* _Requisitos da tarefa_:
Nos registros, comece pela linha que contém "An <instance> block gives" e pare após a linha que contém "positive clicks: (115, 114) (110, 137)". Reescreva esse trecho substituindo "rough mask" por "coarse mask" em todas as ocorrências e sem alterar mais nada.

* _Registros de origem_:
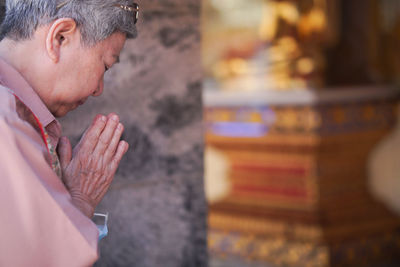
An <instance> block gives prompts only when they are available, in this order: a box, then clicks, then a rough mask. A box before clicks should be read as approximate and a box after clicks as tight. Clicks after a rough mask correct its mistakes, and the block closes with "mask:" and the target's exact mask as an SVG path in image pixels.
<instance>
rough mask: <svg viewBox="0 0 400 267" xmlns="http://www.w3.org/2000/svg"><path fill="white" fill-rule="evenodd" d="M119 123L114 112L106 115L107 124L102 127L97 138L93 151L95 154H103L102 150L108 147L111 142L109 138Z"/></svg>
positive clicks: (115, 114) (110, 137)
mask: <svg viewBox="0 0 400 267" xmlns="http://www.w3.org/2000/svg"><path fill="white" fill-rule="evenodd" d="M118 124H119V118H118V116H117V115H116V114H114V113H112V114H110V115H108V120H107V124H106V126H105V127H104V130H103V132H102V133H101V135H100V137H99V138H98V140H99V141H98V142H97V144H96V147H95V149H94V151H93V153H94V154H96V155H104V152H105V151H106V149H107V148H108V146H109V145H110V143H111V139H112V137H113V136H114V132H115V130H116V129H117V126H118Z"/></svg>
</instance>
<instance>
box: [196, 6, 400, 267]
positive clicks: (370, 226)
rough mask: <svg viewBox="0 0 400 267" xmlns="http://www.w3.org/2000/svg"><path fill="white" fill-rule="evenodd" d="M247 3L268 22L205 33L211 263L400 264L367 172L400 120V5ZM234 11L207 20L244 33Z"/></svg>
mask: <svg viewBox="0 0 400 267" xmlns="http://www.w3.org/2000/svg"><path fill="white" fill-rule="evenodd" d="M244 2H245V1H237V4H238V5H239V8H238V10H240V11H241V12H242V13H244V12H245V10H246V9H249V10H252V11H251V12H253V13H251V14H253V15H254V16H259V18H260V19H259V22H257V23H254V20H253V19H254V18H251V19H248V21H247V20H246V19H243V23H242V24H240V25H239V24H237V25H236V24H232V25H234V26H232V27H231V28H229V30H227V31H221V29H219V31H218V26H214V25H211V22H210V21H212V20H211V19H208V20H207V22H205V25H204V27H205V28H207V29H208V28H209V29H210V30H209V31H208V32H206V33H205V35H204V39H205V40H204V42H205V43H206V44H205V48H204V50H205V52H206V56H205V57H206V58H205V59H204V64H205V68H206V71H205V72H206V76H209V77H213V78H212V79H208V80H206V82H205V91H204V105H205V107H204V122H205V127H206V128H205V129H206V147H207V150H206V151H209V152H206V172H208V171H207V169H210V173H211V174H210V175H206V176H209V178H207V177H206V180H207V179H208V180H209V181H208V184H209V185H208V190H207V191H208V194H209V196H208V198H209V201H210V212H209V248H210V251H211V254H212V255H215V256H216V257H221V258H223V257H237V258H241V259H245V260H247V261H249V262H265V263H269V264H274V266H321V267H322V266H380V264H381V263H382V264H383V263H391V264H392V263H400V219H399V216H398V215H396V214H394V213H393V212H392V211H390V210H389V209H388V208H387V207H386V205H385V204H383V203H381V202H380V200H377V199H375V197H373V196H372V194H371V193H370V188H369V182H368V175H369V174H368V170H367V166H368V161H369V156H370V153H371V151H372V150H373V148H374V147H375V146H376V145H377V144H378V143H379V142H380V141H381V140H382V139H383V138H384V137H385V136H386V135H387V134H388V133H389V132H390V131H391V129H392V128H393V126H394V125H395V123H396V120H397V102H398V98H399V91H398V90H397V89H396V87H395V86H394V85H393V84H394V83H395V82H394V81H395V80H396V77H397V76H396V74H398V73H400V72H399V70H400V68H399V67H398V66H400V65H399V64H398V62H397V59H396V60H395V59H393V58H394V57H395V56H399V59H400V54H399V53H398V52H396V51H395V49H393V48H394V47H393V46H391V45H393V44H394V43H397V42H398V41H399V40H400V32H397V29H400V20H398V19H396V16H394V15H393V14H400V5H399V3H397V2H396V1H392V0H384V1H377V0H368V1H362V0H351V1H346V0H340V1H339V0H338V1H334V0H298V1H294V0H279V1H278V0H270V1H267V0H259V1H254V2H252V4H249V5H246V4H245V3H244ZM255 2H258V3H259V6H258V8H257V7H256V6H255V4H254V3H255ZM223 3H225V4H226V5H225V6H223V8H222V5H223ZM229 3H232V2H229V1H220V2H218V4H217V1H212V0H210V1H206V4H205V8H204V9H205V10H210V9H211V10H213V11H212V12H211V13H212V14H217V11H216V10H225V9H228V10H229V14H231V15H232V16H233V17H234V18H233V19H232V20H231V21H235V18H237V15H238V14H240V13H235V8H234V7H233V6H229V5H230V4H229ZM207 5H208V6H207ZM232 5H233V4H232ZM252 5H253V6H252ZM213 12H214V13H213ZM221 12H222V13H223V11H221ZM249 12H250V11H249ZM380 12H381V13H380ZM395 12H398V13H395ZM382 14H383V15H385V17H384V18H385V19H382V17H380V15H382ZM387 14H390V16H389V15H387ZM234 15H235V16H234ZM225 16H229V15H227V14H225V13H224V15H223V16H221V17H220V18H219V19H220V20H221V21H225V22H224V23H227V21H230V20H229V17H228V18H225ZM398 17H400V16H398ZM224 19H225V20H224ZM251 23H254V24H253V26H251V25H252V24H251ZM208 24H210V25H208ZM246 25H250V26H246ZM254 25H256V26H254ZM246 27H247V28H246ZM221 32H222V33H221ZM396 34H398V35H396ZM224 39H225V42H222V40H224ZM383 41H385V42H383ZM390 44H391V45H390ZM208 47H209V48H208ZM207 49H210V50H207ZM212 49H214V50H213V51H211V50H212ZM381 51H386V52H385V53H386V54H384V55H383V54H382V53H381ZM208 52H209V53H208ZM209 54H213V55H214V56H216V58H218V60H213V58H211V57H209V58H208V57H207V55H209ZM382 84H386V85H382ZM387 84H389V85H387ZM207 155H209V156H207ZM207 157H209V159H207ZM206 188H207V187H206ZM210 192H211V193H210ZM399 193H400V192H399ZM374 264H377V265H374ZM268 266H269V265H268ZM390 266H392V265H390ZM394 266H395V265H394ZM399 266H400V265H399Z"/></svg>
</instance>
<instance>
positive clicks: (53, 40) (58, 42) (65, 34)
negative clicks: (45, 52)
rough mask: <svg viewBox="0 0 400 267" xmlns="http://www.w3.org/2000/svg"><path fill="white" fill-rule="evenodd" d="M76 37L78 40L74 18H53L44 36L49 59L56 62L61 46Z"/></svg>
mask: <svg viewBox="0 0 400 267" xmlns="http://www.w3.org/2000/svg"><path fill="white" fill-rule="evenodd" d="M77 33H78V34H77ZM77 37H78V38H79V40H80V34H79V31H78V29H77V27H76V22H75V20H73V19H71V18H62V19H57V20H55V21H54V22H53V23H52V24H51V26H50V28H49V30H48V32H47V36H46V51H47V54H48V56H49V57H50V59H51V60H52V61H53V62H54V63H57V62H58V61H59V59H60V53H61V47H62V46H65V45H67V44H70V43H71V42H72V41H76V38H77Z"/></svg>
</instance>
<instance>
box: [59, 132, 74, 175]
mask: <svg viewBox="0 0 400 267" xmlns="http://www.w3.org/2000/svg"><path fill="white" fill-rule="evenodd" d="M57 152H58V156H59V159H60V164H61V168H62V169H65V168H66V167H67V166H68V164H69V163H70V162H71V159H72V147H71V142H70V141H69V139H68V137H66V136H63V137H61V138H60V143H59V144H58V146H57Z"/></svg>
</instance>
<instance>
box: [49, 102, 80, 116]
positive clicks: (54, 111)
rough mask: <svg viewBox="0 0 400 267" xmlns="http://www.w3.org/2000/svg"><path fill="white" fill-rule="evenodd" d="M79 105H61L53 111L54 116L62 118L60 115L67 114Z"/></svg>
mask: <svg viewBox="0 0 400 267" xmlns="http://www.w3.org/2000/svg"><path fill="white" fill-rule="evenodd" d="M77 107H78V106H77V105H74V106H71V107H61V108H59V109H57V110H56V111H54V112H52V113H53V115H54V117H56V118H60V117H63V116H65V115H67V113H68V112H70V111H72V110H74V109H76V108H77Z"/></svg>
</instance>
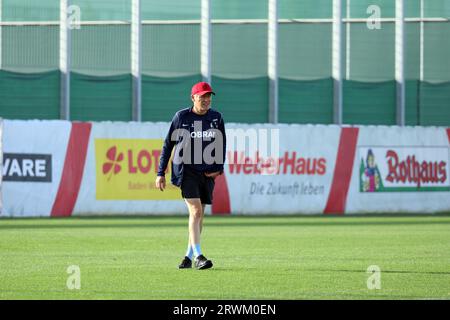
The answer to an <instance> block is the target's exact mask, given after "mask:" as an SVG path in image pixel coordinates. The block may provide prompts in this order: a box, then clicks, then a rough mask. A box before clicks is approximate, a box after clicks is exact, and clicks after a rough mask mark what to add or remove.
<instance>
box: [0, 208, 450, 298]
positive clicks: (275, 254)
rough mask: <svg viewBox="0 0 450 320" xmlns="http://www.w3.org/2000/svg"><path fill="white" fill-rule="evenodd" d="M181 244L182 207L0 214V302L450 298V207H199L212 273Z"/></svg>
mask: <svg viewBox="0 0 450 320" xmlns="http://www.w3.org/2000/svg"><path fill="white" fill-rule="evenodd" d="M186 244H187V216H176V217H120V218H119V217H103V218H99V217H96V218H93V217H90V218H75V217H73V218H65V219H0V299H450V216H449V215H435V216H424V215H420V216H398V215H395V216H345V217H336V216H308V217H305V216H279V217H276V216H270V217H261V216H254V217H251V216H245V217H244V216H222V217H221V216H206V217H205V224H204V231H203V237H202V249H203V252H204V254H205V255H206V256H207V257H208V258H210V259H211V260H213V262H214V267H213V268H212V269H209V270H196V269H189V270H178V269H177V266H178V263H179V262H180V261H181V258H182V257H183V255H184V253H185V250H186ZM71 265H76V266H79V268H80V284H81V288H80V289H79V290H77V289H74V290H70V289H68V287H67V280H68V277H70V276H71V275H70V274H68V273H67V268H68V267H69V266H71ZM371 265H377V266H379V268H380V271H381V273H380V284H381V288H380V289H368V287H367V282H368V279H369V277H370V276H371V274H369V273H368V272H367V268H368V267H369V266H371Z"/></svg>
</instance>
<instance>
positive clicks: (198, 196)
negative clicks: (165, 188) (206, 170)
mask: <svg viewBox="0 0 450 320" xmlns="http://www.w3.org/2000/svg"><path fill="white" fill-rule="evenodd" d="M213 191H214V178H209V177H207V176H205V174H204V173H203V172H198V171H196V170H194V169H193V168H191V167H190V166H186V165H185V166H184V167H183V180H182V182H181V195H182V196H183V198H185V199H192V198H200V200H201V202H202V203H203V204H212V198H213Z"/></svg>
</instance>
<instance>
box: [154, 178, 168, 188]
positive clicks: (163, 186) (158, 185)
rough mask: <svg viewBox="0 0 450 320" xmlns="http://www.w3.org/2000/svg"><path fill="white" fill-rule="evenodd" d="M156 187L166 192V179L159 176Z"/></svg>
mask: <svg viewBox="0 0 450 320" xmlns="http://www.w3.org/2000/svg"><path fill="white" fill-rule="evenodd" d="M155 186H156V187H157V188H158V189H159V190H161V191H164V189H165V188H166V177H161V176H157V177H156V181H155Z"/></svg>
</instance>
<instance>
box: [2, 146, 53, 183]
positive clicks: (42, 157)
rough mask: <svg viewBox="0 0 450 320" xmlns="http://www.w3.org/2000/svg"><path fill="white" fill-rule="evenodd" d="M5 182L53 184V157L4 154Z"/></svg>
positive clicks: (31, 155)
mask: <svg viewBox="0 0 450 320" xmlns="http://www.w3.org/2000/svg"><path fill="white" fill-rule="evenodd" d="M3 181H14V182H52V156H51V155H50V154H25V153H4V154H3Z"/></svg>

==

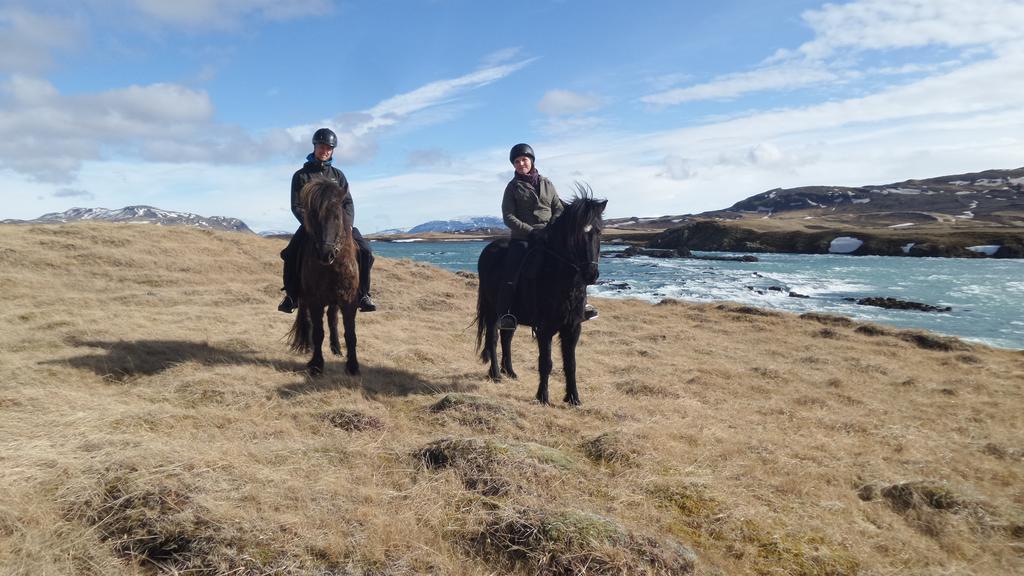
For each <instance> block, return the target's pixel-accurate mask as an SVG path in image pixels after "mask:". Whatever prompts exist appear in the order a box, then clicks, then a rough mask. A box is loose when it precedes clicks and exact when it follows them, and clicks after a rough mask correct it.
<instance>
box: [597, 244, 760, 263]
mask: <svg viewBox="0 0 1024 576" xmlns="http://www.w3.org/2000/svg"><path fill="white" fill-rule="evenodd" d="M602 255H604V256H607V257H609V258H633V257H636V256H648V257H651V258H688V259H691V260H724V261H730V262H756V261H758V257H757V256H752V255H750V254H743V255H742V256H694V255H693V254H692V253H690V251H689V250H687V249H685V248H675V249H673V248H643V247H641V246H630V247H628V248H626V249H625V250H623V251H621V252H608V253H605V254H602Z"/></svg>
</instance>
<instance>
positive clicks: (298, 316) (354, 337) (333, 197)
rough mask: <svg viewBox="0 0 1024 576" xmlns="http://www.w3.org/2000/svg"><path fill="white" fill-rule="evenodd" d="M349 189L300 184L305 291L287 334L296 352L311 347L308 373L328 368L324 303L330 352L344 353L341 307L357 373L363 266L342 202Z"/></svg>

* _Resposta_:
An <instance> block gives prompts only when they are available, in this order: a box, then clicks, then a coarse mask. A box before clicks should be read as approximate and a box after clicks as tight. Clicks after a coarse mask correct its mistakes, and the block closes with "mask:" and the target's exact mask as an SVG path in image pixels.
<instance>
coarse mask: <svg viewBox="0 0 400 267" xmlns="http://www.w3.org/2000/svg"><path fill="white" fill-rule="evenodd" d="M119 123L114 112L106 115L107 124L102 127L97 138L93 151L95 154H103L102 150L108 147L111 142L109 138Z"/></svg>
positive clicks: (115, 114) (110, 137)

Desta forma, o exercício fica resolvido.